SUPPLIED MATERIAL:
════════
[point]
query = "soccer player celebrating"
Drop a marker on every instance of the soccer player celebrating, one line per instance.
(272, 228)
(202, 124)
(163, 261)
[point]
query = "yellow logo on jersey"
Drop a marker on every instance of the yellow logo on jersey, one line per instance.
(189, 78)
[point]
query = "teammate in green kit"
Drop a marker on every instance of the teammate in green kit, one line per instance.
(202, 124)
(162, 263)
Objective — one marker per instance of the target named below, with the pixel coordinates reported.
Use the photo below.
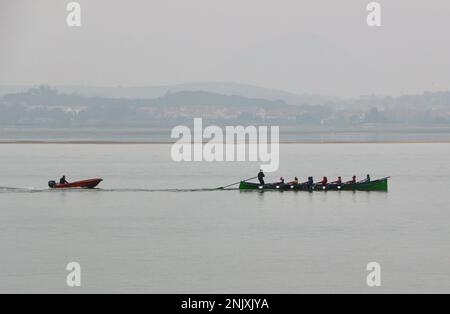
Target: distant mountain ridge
(48, 107)
(224, 88)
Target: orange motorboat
(85, 184)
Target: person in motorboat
(63, 180)
(295, 182)
(261, 176)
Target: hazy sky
(314, 46)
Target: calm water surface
(129, 238)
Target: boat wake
(10, 190)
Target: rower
(63, 180)
(310, 183)
(261, 176)
(366, 180)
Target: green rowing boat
(375, 185)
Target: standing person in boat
(295, 182)
(366, 180)
(261, 176)
(63, 180)
(338, 181)
(310, 183)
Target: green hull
(376, 185)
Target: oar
(227, 186)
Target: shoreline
(97, 142)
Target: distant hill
(224, 88)
(49, 107)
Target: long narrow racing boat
(375, 185)
(85, 184)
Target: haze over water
(129, 238)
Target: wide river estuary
(136, 233)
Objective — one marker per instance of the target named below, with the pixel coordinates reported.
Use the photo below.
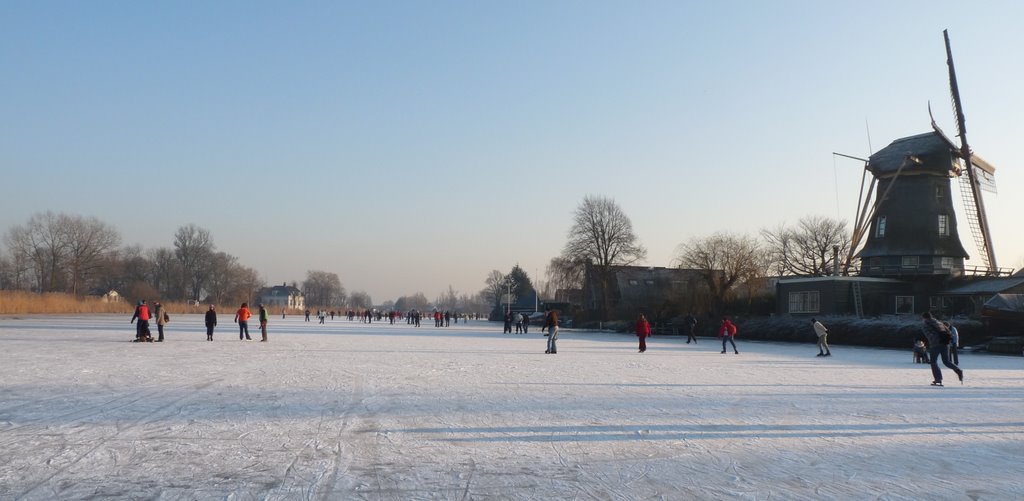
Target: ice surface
(350, 411)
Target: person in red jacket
(727, 332)
(242, 318)
(142, 328)
(643, 331)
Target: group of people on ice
(242, 317)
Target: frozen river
(351, 411)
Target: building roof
(804, 280)
(985, 286)
(282, 290)
(932, 152)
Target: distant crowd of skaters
(413, 317)
(937, 342)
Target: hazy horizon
(410, 147)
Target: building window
(804, 302)
(943, 225)
(904, 304)
(939, 303)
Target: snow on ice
(351, 411)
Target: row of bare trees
(56, 252)
(601, 238)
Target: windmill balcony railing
(900, 270)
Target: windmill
(910, 227)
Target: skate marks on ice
(376, 414)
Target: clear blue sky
(412, 145)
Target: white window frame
(943, 224)
(905, 300)
(805, 302)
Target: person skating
(211, 322)
(643, 332)
(242, 318)
(162, 319)
(551, 324)
(690, 325)
(263, 318)
(727, 332)
(938, 346)
(953, 343)
(142, 328)
(822, 334)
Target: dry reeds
(22, 302)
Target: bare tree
(221, 282)
(194, 248)
(360, 299)
(496, 288)
(88, 242)
(602, 236)
(563, 274)
(415, 301)
(324, 289)
(43, 243)
(807, 249)
(166, 273)
(724, 260)
(448, 299)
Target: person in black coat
(211, 322)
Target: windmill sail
(975, 205)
════════
REQUIRED WORK:
The task calls for all records to be set down precisely, excluding any images.

EXERCISE ANSWER:
[point]
query = "soccer player celebrating"
Drop a marker on every instance of the soccer player celebrating, one line per instance.
(272, 228)
(202, 124)
(163, 261)
[point]
query = "yellow logo on jersey"
Drop a marker on every instance of the yellow logo on jersey, one line per instance.
(189, 78)
[point]
query = "teammate in green kit"
Drop a marker on every instance of the teammate in green kit, one line per instance.
(202, 124)
(162, 263)
Objective — one marker per instance of the target named below, with the pixel coordinates reported.
Use the photo below.
Target: distant mountain ridge
(48, 107)
(224, 88)
Target: orange motorboat
(85, 184)
Target: person in motorboat
(63, 180)
(295, 182)
(261, 176)
Target: hazy sky
(314, 46)
Target: calm water surface
(129, 238)
Target: boat wake
(10, 190)
Target: rower
(63, 180)
(310, 183)
(261, 176)
(366, 180)
Target: green rowing boat
(375, 185)
Target: standing person in boat
(295, 182)
(366, 180)
(261, 176)
(63, 180)
(338, 181)
(310, 183)
Target: green hull
(376, 185)
Target: oar
(227, 186)
Target: shoreline
(97, 142)
Target: distant hill
(224, 88)
(49, 107)
Target: long narrow racing boat
(375, 185)
(85, 184)
Target: haze over water
(129, 238)
Target: wide river estuary
(136, 233)
Objective — one marker per instance of the target named below, with the pixel coordinates reported.
Use the photo below.
Target: ice surface
(350, 411)
Target: person in red jacket
(727, 332)
(242, 318)
(142, 328)
(643, 331)
Target: group of people on ice
(242, 317)
Target: frozen river
(351, 411)
Target: building roof
(804, 280)
(985, 286)
(282, 290)
(932, 152)
Target: distant crowd of skaters
(413, 317)
(937, 342)
Target: hazy horizon
(410, 147)
Target: building window
(804, 302)
(943, 225)
(904, 304)
(939, 303)
Target: snow on ice
(351, 411)
Target: row of bare trees
(56, 252)
(601, 238)
Target: windmill balcony railing
(900, 270)
Target: windmill
(910, 227)
Target: skate marks on ice
(376, 414)
Target: clear blue sky
(412, 145)
Target: white window frame
(943, 224)
(905, 300)
(805, 302)
Target: person skating
(211, 322)
(643, 332)
(242, 318)
(162, 319)
(551, 324)
(690, 325)
(263, 318)
(727, 332)
(938, 346)
(953, 343)
(142, 328)
(822, 334)
Target: dry reeds
(22, 302)
Target: bare tree
(221, 282)
(194, 248)
(360, 299)
(496, 288)
(88, 242)
(602, 236)
(563, 274)
(415, 301)
(324, 289)
(43, 243)
(807, 249)
(166, 273)
(724, 260)
(448, 299)
Target: person in black coat
(211, 322)
Target: windmill sail
(975, 205)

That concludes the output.